Image-grounded pointing data

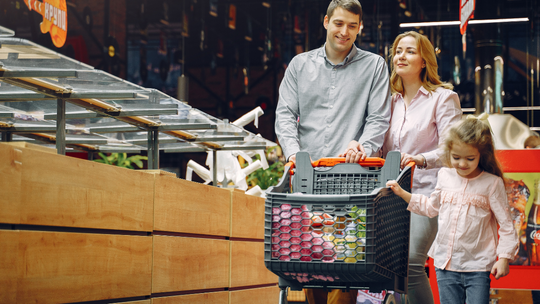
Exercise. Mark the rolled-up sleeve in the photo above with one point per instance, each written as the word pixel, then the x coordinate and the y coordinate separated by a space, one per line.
pixel 508 241
pixel 287 112
pixel 428 206
pixel 378 112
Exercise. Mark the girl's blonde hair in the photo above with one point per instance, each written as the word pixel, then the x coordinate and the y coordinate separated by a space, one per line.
pixel 476 133
pixel 429 75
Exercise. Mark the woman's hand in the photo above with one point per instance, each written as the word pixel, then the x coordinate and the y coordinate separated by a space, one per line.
pixel 407 158
pixel 354 152
pixel 396 188
pixel 501 268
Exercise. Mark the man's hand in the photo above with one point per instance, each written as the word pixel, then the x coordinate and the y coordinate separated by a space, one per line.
pixel 292 158
pixel 501 268
pixel 406 196
pixel 354 152
pixel 407 158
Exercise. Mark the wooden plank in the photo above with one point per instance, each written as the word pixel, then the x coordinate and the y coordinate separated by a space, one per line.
pixel 10 181
pixel 264 295
pixel 58 190
pixel 247 265
pixel 186 263
pixel 60 267
pixel 247 216
pixel 189 207
pixel 221 297
pixel 9 266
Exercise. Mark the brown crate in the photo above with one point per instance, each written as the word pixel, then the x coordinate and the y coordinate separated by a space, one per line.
pixel 264 295
pixel 23 144
pixel 189 207
pixel 187 263
pixel 247 216
pixel 59 267
pixel 10 179
pixel 247 265
pixel 59 190
pixel 221 297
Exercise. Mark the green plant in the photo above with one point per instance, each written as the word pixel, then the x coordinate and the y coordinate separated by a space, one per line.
pixel 121 160
pixel 269 177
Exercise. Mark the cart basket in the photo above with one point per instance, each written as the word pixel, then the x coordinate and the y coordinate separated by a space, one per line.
pixel 340 227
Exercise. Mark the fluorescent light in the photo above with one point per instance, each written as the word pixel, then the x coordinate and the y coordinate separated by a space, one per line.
pixel 444 23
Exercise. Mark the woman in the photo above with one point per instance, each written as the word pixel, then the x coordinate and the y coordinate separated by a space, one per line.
pixel 422 108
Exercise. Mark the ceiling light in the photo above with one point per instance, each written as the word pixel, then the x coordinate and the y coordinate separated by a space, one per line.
pixel 444 23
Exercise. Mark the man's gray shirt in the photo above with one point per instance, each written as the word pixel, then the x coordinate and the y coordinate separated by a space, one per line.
pixel 322 106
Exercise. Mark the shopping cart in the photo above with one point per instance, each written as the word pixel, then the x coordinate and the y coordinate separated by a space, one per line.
pixel 339 227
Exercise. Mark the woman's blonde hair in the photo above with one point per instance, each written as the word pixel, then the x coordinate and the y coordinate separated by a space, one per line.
pixel 429 75
pixel 476 133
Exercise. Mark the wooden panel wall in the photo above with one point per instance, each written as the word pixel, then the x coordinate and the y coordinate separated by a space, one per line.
pixel 189 207
pixel 187 263
pixel 221 297
pixel 247 216
pixel 59 267
pixel 73 230
pixel 247 265
pixel 264 295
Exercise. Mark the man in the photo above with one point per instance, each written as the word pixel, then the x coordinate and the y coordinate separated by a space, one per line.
pixel 330 96
pixel 334 94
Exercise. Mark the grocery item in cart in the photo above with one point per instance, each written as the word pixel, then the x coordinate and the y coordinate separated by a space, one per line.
pixel 339 227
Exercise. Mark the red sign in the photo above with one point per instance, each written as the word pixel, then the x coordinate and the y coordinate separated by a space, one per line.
pixel 466 12
pixel 54 14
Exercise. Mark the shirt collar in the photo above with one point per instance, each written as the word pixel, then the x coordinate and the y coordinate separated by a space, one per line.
pixel 421 90
pixel 348 58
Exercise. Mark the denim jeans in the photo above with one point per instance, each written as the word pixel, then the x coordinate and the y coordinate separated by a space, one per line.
pixel 463 287
pixel 423 232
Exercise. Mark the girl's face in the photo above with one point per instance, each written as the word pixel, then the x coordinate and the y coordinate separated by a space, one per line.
pixel 407 61
pixel 465 159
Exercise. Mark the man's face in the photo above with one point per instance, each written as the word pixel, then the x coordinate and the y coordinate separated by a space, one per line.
pixel 341 31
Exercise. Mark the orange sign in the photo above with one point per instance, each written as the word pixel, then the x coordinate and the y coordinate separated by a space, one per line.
pixel 54 14
pixel 466 12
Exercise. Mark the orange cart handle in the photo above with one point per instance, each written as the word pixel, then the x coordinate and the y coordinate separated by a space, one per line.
pixel 332 161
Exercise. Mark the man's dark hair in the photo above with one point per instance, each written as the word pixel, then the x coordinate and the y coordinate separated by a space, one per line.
pixel 352 6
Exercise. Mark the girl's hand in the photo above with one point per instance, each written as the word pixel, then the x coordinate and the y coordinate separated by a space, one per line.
pixel 501 268
pixel 407 158
pixel 354 152
pixel 396 188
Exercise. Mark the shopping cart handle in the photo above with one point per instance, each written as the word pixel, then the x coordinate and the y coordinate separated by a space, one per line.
pixel 332 161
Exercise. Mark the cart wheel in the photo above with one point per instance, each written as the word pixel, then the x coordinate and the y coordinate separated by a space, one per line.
pixel 390 299
pixel 283 296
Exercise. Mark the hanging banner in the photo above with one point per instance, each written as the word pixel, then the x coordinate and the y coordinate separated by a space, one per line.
pixel 54 13
pixel 232 17
pixel 466 12
pixel 213 8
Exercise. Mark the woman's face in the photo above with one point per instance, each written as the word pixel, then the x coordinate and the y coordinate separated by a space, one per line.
pixel 407 61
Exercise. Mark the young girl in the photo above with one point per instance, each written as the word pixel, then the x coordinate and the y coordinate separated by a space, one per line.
pixel 470 199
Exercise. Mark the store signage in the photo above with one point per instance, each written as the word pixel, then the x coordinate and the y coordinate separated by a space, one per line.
pixel 466 12
pixel 54 13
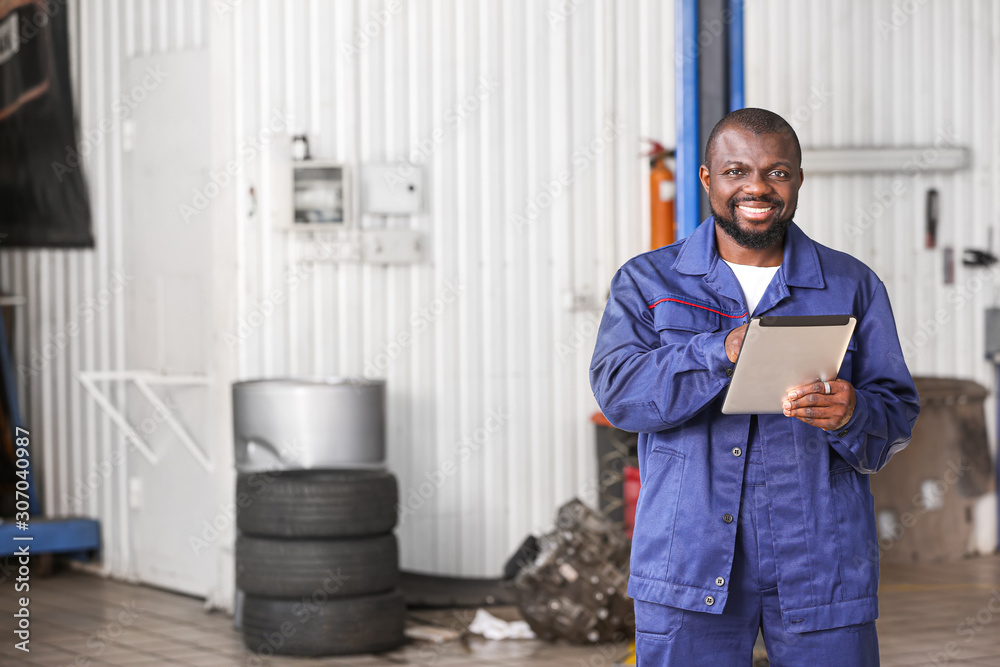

[What to work on]
We ask that the entries above be copied exactly, with the pictures omitted.

[Reply]
Exercise. Mark the rolled-up sleeve in the photo above with one point per instance, each written as the word pixel, then the x coordinate and the y coordinate separated by a space, one per line.
pixel 508 241
pixel 287 112
pixel 428 206
pixel 378 112
Exercise. Mark the girl's blonde hair in the photo above with one point per instance, each written as the word pixel, then the x coordinate and the y coordinate separated by a space, one per line.
pixel 476 133
pixel 429 75
Exercise. Mark the woman's hand in the photo above with one point per instance, each written as the word pixel, then the x coordinate and the y coordinate separated by a space, one per line.
pixel 407 158
pixel 354 152
pixel 396 188
pixel 501 268
Exercise. Mark the man's hand in the photo above with one point per instance, each written as the word pixel, then the x coordinate and the y coordinate separated by a space, one per line.
pixel 292 158
pixel 501 268
pixel 406 196
pixel 354 152
pixel 407 158
Exercise. Mark the wooden plank in the photo above with one point per instance, each written as the word pixel, then the x coordinate and the y coordinate separated by a space, one per line.
pixel 10 181
pixel 264 295
pixel 58 190
pixel 247 265
pixel 186 263
pixel 60 267
pixel 247 216
pixel 189 207
pixel 221 297
pixel 9 266
Exercise. Mark the brown crate in the photo above with one point per instance, each written as the word pixel, then the x coordinate and the y coordinate separated by a space, one per line.
pixel 264 295
pixel 23 144
pixel 189 207
pixel 187 263
pixel 247 216
pixel 59 267
pixel 10 179
pixel 247 265
pixel 59 190
pixel 221 297
Exercise. Mark the green plant in the photo above with one point per instance, each written as the word pixel, then the x coordinate and the y coordinate separated by a space, one per line.
pixel 121 160
pixel 269 177
Exercise. Mark the cart basket in the photo above with one point per instance, each written as the word pixel, then the x coordinate and the y coordinate separated by a space, one per line.
pixel 340 227
Exercise. Mark the fluorescent light in the photo above with one point per instance, each written as the word pixel, then the x coordinate and the y coordinate separated by a space, one per line.
pixel 444 23
Exercise. Mark the woman in the photo above with one point per instance, each written as the word pixel, then the x coordinate and the y coordinate separated by a space, one per line.
pixel 422 108
Exercise. Mark the ceiling light in the photo above with one point per instance, each written as the word pixel, then the x coordinate and the y coordinate separated by a space, one per line.
pixel 444 23
Exercise. Mark the man's gray shirt in the photo above with one point per instance, each written as the word pixel, then the x coordinate and the y coordinate separated by a space, one per line.
pixel 322 106
Exercise. Mark the shopping cart in the photo above with one point per instance, each written as the word pixel, then the x coordinate and the y coordinate separated by a space, one per line.
pixel 339 227
Exercise. Mark the woman's blonde hair in the photo above with one point per instance, each written as the word pixel, then the x coordinate and the y coordinate separated by a space, one per line.
pixel 429 75
pixel 476 133
Exercise. Mark the wooden panel wall in the photo above with one point per instance, each written as the word pixel, then the x coordinate and the y coordinate separated by a space, one per line.
pixel 189 207
pixel 187 263
pixel 221 297
pixel 247 216
pixel 59 267
pixel 73 230
pixel 247 265
pixel 264 295
Exercise. Mark the man in the photo above with one point per instance, each written as the word pixel, then the x coordinate and the y coordinate separated by a space, one per line.
pixel 330 96
pixel 334 94
Exercise. Mark the grocery item in cart in the photo above with one point per instance, each written as the word pixel, then the x coordinate and the y coordinate separated by a space, one per line.
pixel 339 227
Exercise. Mark the red sign in the photo above with one point per instance, each written as the word pixel, then the x coordinate and the y coordinate separated by a space, one per line.
pixel 466 12
pixel 54 14
Exercise. Mark the shirt collar in the photo above with one point per instance, each written as the word pixel, then the x coordinate and the y coordinate separated by a space, one per line.
pixel 421 90
pixel 348 58
Exercise. Mark the denim jeans in the photo above with one point per instance, each written as the word pixel, then the x coordinate and the y coordinate separated by a space, one per line.
pixel 463 287
pixel 423 232
Exercise. Mark the girl's face in the photo above with one point per instance, each written as the word pixel, then the x coordinate and the y coordinate separated by a space, one per line.
pixel 407 61
pixel 465 159
Exercise. Mark the man's face in the photo above with one point per instance, each written as the word pixel, then the x coordinate and the y coordinate separated by a space, one per line.
pixel 341 31
Exercise. Mark the orange sign in the photo above with one point per instance, each written as the word pixel, then the x coordinate and the y coordinate separated by a space, one per line.
pixel 54 14
pixel 466 12
Exercise. Mark the orange cart handle in the photo above with one point per instance, each written as the word pixel, then the x coordinate and the y coordinate separated by a space, one per line.
pixel 332 161
Exercise. Mark the man's dark hair in the photo above with one point per instance, each written as the word pixel, then the x coordinate and the y coordinate separated by a space, one per line.
pixel 352 6
Exercise. Mark the girl's hand in the photo above with one point per instance, each written as the word pixel, then the x coordinate and the y coordinate separated by a space, one per line.
pixel 501 268
pixel 407 158
pixel 354 152
pixel 396 188
Exercise. Mark the shopping cart handle in the photo above with one point per instance, each written as the word pixel, then the x coordinate and the y coordinate separated by a space, one per line.
pixel 332 161
Exercise. Mark the cart wheel in the photo above with one point per instance, each written as the word pixel, then the x coordinate and the y coordinate separated by a space, one per line.
pixel 390 299
pixel 283 296
Exercise. Mark the hanging banner in the photo above with one point per instance, each written as the word pixel, then the x coordinate and the y coordinate separated by a space, one per line.
pixel 54 13
pixel 232 17
pixel 466 12
pixel 213 8
Exercise. Mark the woman's face in the photo above with one point per instance, each written as the word pixel, then the x coordinate and the y coordinate separated by a space, one per line.
pixel 407 61
Exercise. Mark the young girl in the photo above with one point per instance, each written as the word pixel, then the x coordinate and the y coordinate separated by a space, one per line.
pixel 470 199
Exercise. Mark the store signage in the photo above with one point per instance, each written as the word pixel, then the x coordinate and the y coordinate separated by a space, one per line.
pixel 466 12
pixel 54 13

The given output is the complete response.